> _Dataset_:
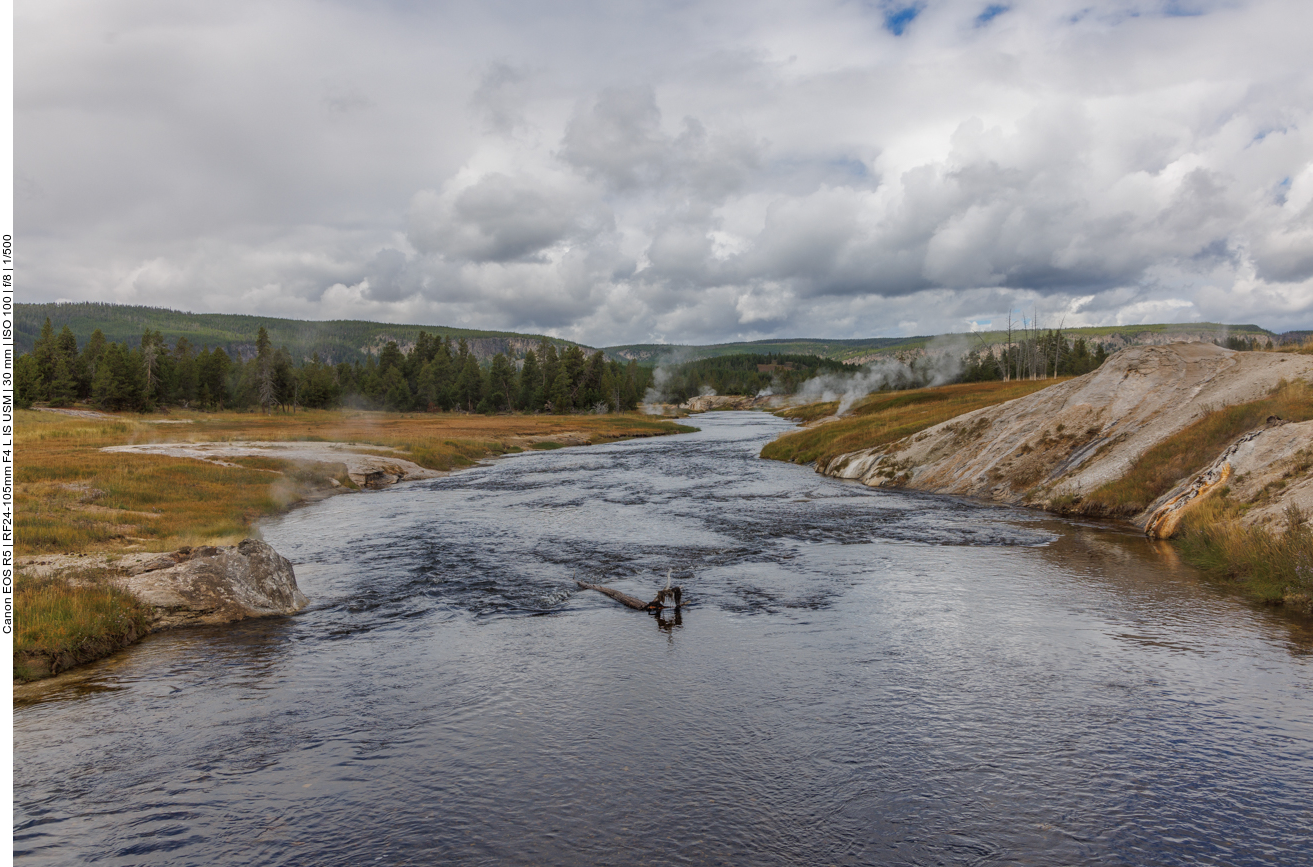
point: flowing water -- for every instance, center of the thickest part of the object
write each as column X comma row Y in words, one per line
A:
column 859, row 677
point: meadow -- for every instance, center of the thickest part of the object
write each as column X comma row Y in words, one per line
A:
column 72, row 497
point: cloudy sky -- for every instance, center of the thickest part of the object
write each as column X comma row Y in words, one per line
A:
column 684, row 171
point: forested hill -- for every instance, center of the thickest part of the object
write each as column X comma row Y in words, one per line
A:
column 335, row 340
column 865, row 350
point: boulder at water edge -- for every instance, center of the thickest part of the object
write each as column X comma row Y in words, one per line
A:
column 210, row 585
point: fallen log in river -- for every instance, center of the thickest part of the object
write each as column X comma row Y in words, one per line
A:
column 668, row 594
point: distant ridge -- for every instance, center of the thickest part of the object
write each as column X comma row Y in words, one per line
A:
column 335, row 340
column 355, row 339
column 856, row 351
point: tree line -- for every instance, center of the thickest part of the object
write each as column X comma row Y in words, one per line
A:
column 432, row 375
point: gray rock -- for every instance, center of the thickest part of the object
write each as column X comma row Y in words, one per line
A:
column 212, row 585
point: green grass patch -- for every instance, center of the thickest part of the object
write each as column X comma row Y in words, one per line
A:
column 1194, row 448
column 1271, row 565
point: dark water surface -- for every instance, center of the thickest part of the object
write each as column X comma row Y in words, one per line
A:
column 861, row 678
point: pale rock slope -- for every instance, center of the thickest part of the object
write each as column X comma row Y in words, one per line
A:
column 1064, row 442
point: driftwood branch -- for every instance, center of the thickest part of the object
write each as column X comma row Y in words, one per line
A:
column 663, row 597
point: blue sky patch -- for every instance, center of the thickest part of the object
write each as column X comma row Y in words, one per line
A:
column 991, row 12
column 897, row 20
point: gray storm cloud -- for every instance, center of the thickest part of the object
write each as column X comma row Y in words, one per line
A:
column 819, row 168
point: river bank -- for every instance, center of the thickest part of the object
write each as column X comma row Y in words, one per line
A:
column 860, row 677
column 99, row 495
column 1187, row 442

> _What the task requires_: Return the material exactly as written, except for any pictures it holds.

> _Exercise response_:
point: flowing water -- for every instance, center of the thickest part of the object
write each as column X comma row Y in words, one per line
A:
column 859, row 677
point: meadow -- for every instance, center of the thickest part of the object
write each as column X comma row Y in words, one per line
A:
column 72, row 497
point: cloudy sky -- for every instance, center of the thickest part of the object
write each as column X comma row Y in words, one per line
A:
column 684, row 171
point: forested hill -- for every instance, center of the thickest part of the object
write each as column X comma row Y in words, one per line
A:
column 335, row 340
column 865, row 350
point: boulder at water edge -- for every instance, center of the thickest part of the object
write each as column X comma row Y in words, one per line
A:
column 210, row 585
point: fallen log in river -- for every instance, center of the thickest part of the object
write each as column X comma row Y in words, one per line
A:
column 668, row 594
point: distant ridge -- for every instance, center of the thickest part of the object
write each as column X comma row Y in words, one per line
A:
column 335, row 340
column 355, row 339
column 856, row 351
point: tree line -- for every instance, center of the thickest part of the object
write each as column X comma row Y in words, one per line
A:
column 432, row 375
point: gray rock -- for every instance, center of the thickest part of the object
write each as column X comma row Y in words, one per line
A:
column 212, row 585
point: green grass patch -- for every instance, center of the thickest part of the object
write each as column X comma row Y in words, one per line
A:
column 1194, row 448
column 1271, row 565
point: dark water surface -- for every instance, center of the thickest part of the object
write each as column X comma row Y in words, one per line
A:
column 861, row 678
point: pale rock slope -- for every instance, center of the thickest part of the object
write each as column X comma row Y in words, one per line
A:
column 1064, row 442
point: driftwood branch -- for every instance, center of the thickest part of the object
write each as column X comma row Y in words, one per line
A:
column 663, row 597
point: blue sky patch -- for every instance, center of the thickest part of the object
write each as column X comma row Y in words, one per line
A:
column 991, row 12
column 897, row 20
point: gray storm cloud -- for every instance, center of the thickest part of the object
write each as column X comma row Y in words, one per line
A:
column 819, row 168
point: river bank -- for every instance, center of the thickest part of the object
write each as column X comma row Y in words, one per line
A:
column 860, row 677
column 99, row 495
column 1187, row 442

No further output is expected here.